• [Problem statement] Copy the rows starting at the one that contains "Identify the chameleon in" and ending at the final row, changing "chameleon" to "lizard" and leaving everything else as it is.

══════════════════════════════

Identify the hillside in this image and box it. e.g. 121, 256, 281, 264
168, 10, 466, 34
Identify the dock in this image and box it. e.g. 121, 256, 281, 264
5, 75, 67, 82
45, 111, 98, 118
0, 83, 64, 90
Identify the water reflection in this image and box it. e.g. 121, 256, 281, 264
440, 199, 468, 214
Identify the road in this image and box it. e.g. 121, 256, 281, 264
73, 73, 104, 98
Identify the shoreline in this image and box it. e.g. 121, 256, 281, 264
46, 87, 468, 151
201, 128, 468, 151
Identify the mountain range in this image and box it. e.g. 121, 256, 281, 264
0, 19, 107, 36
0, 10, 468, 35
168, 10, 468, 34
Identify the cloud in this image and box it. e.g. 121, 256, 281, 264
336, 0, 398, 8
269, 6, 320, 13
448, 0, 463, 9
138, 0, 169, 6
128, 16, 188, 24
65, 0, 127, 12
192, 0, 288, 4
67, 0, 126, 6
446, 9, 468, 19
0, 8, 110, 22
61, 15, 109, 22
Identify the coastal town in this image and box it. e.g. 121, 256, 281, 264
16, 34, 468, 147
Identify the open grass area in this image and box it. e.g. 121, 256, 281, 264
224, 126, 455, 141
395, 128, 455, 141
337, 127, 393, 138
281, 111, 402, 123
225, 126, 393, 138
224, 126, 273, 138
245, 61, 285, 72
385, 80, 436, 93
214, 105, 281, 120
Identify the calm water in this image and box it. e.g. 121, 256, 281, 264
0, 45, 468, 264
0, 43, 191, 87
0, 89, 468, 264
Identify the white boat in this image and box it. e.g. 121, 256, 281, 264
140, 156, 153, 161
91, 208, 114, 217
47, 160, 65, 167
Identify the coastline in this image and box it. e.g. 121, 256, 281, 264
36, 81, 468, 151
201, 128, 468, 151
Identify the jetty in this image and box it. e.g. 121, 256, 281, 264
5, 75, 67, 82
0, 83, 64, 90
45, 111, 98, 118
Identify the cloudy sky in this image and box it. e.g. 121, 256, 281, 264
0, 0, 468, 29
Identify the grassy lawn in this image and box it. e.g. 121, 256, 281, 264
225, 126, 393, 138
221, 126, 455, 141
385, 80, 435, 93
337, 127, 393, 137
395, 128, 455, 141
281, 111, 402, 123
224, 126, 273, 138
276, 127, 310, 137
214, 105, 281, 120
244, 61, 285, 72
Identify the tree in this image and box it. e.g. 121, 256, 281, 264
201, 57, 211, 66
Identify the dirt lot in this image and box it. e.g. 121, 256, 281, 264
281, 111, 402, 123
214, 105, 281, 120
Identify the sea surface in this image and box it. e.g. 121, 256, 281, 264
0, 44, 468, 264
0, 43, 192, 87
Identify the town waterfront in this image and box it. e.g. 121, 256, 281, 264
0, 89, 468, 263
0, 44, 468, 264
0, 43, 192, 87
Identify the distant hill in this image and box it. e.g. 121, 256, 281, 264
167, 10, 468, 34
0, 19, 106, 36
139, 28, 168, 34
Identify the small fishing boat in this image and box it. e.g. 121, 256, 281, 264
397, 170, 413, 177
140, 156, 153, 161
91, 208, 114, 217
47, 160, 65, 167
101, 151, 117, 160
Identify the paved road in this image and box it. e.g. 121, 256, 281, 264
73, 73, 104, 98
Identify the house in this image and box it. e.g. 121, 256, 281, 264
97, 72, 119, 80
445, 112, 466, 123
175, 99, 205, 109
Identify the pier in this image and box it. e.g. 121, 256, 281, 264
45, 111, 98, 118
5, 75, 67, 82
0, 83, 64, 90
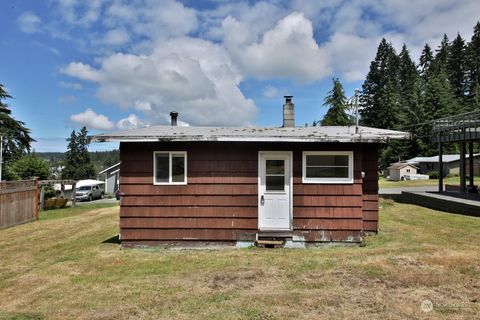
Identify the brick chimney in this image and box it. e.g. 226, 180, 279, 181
283, 96, 295, 128
170, 111, 178, 127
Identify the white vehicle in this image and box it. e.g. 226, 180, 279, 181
75, 184, 104, 201
404, 174, 430, 180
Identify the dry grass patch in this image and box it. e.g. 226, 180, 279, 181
0, 201, 480, 319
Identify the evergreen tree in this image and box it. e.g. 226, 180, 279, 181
393, 44, 428, 159
447, 34, 467, 104
360, 39, 399, 129
321, 78, 353, 126
466, 21, 480, 110
62, 127, 95, 180
420, 43, 433, 81
423, 70, 458, 120
0, 84, 35, 163
431, 34, 450, 74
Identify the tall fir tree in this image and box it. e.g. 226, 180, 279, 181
62, 127, 95, 180
0, 84, 35, 165
430, 34, 450, 74
360, 39, 399, 129
320, 78, 353, 126
466, 21, 480, 111
446, 34, 467, 105
394, 44, 425, 159
419, 43, 433, 81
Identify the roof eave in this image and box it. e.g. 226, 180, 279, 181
92, 135, 410, 143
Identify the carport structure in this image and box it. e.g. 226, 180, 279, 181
432, 110, 480, 193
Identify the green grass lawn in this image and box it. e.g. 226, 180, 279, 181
378, 176, 480, 188
0, 201, 480, 319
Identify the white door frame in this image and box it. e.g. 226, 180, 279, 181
257, 151, 293, 231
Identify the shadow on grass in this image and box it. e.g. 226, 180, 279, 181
0, 312, 45, 320
102, 234, 120, 244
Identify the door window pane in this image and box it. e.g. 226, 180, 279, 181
265, 160, 285, 191
265, 176, 285, 191
155, 153, 169, 182
172, 153, 185, 182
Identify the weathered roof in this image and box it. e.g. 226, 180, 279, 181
92, 126, 410, 143
406, 153, 480, 164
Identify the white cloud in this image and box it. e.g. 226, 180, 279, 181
64, 38, 256, 125
17, 11, 42, 33
224, 12, 331, 82
70, 108, 115, 130
263, 86, 278, 98
104, 29, 130, 46
60, 62, 101, 82
60, 81, 83, 90
117, 113, 144, 130
57, 96, 77, 104
322, 33, 380, 81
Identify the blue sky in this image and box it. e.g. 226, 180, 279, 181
0, 0, 479, 151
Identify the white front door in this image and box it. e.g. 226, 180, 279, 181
258, 151, 292, 231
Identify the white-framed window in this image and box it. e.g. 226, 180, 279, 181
153, 151, 187, 185
302, 151, 353, 183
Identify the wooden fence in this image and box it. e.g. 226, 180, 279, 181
0, 180, 38, 228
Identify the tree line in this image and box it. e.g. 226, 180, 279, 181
0, 84, 119, 180
320, 22, 480, 168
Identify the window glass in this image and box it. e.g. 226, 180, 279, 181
307, 155, 348, 167
155, 153, 169, 182
172, 153, 185, 182
303, 151, 353, 183
307, 167, 348, 178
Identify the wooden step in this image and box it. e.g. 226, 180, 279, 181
257, 231, 293, 239
256, 240, 285, 246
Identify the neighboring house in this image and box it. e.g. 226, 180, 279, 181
387, 162, 418, 181
93, 96, 409, 246
53, 179, 105, 199
406, 153, 480, 177
98, 162, 120, 193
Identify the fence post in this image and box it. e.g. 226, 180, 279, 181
72, 181, 77, 207
35, 178, 38, 220
40, 184, 45, 211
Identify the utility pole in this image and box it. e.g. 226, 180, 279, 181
355, 89, 360, 133
0, 136, 3, 182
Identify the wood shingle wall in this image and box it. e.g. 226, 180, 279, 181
120, 142, 378, 242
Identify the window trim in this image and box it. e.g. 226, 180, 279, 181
302, 151, 353, 184
153, 151, 187, 186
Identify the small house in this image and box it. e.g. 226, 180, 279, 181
406, 153, 480, 177
93, 96, 409, 246
98, 162, 120, 193
387, 162, 418, 181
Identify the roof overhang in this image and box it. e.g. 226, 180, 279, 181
92, 126, 410, 143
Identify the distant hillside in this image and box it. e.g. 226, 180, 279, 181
35, 150, 120, 173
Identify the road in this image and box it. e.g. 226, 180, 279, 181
69, 198, 119, 206
378, 186, 438, 195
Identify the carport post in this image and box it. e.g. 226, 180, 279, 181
438, 142, 443, 192
468, 141, 475, 192
460, 141, 467, 193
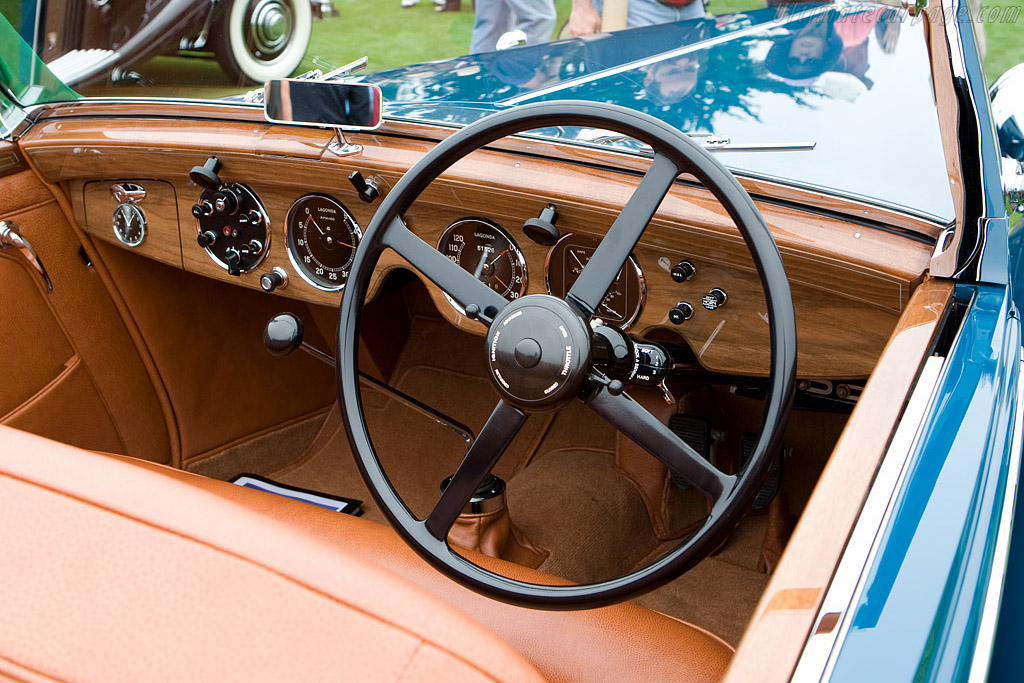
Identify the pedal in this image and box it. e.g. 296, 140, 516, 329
740, 432, 793, 512
669, 413, 711, 490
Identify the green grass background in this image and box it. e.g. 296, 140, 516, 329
0, 0, 1024, 97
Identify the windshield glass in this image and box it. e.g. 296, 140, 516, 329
0, 0, 953, 222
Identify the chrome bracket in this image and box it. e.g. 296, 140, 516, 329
111, 182, 145, 204
0, 220, 53, 292
327, 128, 362, 157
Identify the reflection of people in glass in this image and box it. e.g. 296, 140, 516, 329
765, 14, 843, 81
765, 7, 900, 89
643, 54, 703, 104
568, 0, 705, 36
469, 0, 555, 54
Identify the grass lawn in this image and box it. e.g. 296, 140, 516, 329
0, 0, 1024, 97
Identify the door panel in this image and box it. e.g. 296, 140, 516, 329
0, 252, 75, 416
0, 165, 173, 463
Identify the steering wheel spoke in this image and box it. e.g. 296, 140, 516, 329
587, 387, 736, 504
423, 400, 528, 541
384, 216, 508, 325
337, 101, 797, 609
566, 154, 681, 319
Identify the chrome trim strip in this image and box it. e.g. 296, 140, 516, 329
793, 356, 946, 681
25, 97, 947, 229
929, 0, 987, 278
968, 350, 1024, 683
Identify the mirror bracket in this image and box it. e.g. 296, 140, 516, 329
327, 128, 362, 157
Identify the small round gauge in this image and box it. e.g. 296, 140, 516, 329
437, 218, 526, 308
546, 233, 647, 329
114, 202, 145, 247
285, 195, 361, 292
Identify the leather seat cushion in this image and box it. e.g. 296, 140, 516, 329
0, 428, 731, 681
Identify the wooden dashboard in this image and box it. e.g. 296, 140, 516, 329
23, 111, 938, 379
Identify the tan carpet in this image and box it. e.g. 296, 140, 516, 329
186, 305, 845, 644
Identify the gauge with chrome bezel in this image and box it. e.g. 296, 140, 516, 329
545, 232, 647, 330
285, 194, 362, 292
437, 218, 526, 312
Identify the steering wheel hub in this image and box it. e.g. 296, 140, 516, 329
485, 294, 590, 411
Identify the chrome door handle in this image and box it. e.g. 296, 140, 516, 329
0, 220, 53, 292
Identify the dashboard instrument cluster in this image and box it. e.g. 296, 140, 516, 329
64, 132, 931, 379
285, 194, 362, 292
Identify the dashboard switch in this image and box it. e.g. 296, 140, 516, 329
193, 200, 213, 218
669, 261, 697, 283
259, 266, 288, 292
348, 171, 381, 204
196, 230, 217, 249
224, 247, 242, 276
700, 287, 728, 310
213, 187, 239, 216
522, 204, 561, 247
669, 301, 693, 325
188, 157, 221, 189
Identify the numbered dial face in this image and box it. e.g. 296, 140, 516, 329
547, 233, 647, 328
287, 195, 361, 292
114, 202, 145, 247
437, 218, 526, 308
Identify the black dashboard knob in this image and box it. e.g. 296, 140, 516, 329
259, 267, 288, 292
522, 204, 561, 247
188, 157, 221, 189
213, 187, 239, 216
700, 287, 729, 310
669, 261, 697, 283
196, 230, 217, 249
348, 171, 380, 204
669, 301, 693, 325
193, 200, 213, 218
263, 313, 302, 358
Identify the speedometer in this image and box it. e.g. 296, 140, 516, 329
437, 218, 526, 308
547, 233, 647, 329
285, 195, 361, 292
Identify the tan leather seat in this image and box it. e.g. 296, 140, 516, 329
0, 427, 731, 681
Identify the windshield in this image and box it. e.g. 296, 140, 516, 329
0, 0, 953, 222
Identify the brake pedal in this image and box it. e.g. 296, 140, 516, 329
740, 432, 793, 511
669, 413, 711, 490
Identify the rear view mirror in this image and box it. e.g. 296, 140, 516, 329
263, 79, 382, 130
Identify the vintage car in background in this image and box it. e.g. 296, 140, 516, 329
0, 0, 1024, 683
8, 0, 334, 87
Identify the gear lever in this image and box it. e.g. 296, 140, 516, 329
263, 312, 476, 451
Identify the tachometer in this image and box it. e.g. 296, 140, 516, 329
547, 233, 647, 328
285, 195, 361, 292
437, 218, 526, 308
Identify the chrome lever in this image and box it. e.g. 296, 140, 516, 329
0, 220, 53, 292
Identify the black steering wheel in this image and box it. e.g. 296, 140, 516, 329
337, 101, 797, 609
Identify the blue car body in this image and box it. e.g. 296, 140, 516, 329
2, 5, 1024, 681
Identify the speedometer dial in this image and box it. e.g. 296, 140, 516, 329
285, 195, 361, 292
437, 218, 526, 308
547, 233, 647, 328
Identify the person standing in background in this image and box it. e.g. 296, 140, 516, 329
469, 0, 557, 54
568, 0, 705, 37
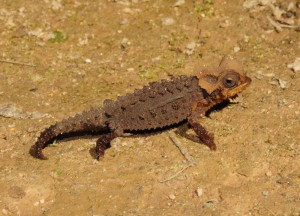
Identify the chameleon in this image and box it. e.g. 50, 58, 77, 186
32, 56, 251, 160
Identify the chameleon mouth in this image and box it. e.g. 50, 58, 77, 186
228, 77, 252, 99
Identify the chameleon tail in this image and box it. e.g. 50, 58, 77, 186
32, 108, 108, 160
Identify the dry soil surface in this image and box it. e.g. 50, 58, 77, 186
0, 0, 300, 216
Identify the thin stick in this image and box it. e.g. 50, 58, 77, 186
159, 163, 194, 183
0, 60, 36, 67
159, 132, 196, 183
169, 132, 195, 164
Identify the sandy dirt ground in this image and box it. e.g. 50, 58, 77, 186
0, 0, 300, 216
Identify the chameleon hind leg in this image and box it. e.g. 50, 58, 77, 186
96, 130, 123, 160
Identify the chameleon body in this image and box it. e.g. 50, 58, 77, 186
33, 57, 251, 159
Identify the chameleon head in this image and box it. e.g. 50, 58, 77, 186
197, 56, 251, 103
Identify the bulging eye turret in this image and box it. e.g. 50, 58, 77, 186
222, 72, 240, 89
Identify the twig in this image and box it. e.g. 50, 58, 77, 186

══════════════════════════════

• [Completed exercise]
Identify the lizard in this image and box it. e.g. 50, 58, 77, 186
32, 56, 251, 160
Identify the lizard mouth in this image and box it. e.g. 50, 58, 77, 186
228, 77, 252, 99
Identify the lizard tail in this image and box it. e.g. 50, 58, 77, 186
32, 108, 108, 160
Identify the dry soil surface in this image and box it. e.g. 50, 58, 77, 186
0, 0, 300, 216
Identify the thin stick in this image and box it. e.g. 50, 58, 77, 186
159, 163, 194, 183
0, 60, 36, 67
159, 132, 196, 183
169, 132, 195, 164
Identify the sandy dirt ground in this image and box it. e.g. 50, 58, 77, 186
0, 0, 300, 216
Identify the lizard hind leg in this image and box it. e.g. 50, 58, 77, 186
96, 130, 123, 160
Identify the lizard body in this image and box it. e.g. 50, 58, 77, 186
33, 57, 251, 159
Identify the lizard head in this image and box it. e.g. 50, 58, 77, 186
197, 56, 251, 103
Identify the bulging eye turret in this image and box it. e.g. 50, 58, 77, 186
222, 72, 240, 89
Identify the twig in this image and box it. e.g. 50, 58, 77, 186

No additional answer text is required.